Comment by scrollaway

5 months ago

Germany is the only country in which I’ve had 112 (emergency services) hang up on me because they couldn’t speak English.

It’s worse than France in this regard.

Yes sir. A friend of mine, the girlfriend passed out, being pregnant. In the moment of total stress, we called 112, and said “passed away“ instead of „passed out“. The guy on the other side “well, if she is dead, why are you calling?!” Very rude. He went on to explain, it was an error, an instead of just dispatch an ambulance, had to hear a 10 minute lesson in english (from a german) after which the ambulance was dispatched. When the ambulance finally arrived, she was “ok” so they had to pay couple of thousand Euros for a “negligent dispatch”…

The level of arrogance and lack of empathy and service is beyond limits.

  • > When the ambulance finally arrived, she was “ok” so they had to pay couple of thousand Euros for a “negligent dispatch”

[Point labeling data]
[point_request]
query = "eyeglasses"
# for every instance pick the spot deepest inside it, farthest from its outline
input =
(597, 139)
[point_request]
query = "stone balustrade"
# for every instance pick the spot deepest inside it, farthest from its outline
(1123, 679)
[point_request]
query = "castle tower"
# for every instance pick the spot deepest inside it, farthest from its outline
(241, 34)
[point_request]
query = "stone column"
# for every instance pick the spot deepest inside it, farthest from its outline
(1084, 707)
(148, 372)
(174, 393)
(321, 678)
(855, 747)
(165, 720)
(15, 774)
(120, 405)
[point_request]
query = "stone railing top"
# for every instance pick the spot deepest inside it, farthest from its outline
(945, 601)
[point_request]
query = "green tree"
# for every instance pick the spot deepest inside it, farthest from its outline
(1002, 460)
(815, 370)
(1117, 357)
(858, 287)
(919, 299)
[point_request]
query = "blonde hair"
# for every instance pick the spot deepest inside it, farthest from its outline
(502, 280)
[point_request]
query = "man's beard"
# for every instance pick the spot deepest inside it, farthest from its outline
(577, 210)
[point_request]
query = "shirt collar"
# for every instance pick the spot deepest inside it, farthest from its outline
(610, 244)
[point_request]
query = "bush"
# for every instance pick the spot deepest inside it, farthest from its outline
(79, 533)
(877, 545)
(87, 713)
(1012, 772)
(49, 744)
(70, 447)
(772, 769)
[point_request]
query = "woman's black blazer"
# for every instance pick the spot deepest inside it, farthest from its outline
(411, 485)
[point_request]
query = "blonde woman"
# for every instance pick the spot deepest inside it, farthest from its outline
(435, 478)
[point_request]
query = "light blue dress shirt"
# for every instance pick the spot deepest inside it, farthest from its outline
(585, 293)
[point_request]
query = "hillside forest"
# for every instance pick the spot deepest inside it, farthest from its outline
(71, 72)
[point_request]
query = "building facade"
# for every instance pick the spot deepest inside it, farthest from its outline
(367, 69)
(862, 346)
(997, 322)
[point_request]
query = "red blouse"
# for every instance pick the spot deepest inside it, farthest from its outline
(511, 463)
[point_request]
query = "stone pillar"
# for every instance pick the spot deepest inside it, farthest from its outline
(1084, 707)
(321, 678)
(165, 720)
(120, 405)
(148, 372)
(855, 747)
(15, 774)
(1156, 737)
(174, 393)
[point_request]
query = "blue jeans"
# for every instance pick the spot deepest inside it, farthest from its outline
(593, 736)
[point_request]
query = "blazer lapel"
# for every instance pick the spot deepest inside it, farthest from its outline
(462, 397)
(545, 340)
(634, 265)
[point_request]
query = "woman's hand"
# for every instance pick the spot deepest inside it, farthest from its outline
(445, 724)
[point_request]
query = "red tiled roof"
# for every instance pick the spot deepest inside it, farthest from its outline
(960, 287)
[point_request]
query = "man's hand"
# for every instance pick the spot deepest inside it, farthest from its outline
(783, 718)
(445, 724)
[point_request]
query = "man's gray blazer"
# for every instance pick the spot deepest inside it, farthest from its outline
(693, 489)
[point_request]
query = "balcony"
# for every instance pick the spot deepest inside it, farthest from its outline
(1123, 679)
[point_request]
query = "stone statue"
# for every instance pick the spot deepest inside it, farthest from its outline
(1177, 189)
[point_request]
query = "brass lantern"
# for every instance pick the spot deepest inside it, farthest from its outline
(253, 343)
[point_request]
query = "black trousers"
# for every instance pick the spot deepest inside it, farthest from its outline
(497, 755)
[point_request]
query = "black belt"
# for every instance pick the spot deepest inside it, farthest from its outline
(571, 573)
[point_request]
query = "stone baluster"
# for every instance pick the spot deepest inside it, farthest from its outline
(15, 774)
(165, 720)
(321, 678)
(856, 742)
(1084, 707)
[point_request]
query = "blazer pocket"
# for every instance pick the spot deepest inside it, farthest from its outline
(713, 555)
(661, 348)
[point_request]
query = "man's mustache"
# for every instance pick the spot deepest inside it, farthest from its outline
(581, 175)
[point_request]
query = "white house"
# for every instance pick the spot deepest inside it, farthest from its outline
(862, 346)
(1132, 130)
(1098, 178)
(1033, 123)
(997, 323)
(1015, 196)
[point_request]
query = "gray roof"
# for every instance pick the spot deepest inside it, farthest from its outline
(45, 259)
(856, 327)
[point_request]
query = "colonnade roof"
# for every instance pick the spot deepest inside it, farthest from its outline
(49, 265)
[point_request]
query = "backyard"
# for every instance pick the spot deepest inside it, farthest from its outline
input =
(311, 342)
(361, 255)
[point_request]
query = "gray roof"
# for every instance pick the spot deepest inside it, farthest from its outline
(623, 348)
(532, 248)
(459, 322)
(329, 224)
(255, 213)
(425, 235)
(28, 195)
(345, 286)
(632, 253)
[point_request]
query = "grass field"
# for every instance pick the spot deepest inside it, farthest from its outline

◆ STATED EXERCISE 1 ◆
Which distinct phrases are set in quotation marks in the comment thread about emergency calls in Germany? Give each one once.
◆ STATED EXERCISE 2 ◆
In the comment thread about emergency calls in Germany, which number did the callers dial?
◆ STATED EXERCISE 3 ◆
Resume the comment thread about emergency calls in Germany from the point where it stops.
None of this data is needed for what comes next.

◆ TASK RESULT 1 ◆
- passed away
- passed out
- well, if she is dead, why are you calling?!
- ok
- negligent dispatch

◆ TASK RESULT 2 ◆
112

◆ TASK RESULT 3 ◆
    That part seems really hard to believe for me. The only time you should get charged at all is for prank calling. In fact, if you call and tell them and decide you don't need EMS after all they will in fact come anyways because they need to check on every call. And you will not get charged for that.

    • Believe me, it was charged. I could not believe until I saw the papers. This is noones land.

Yes, but it’s still fine to have a customer service only answering in the official language. The chance are high that a random German speaks english so you’ll probably be good but if that’s not the case, blaming the company seems unfair to me.

  • > The chance are high that a random German speaks English

    Not sure how random my selection process was, but that certainly wasn't my experience when I lived in Germany a few years ago. Maybe in big cities, yes. But even in the burbs, chances are you have to look for the metaphorical needle in the haystack to find someone speaking English. Your best bet might just be teenagers and young adults.

    • Absolutely. There is a big myth that “germans (all?) speak good English“ and nothing can be further from the truth. There are good ones, sure, maybe even more percent than other places, but go out of Berlin, Hamburg, Munich… and good luck!!!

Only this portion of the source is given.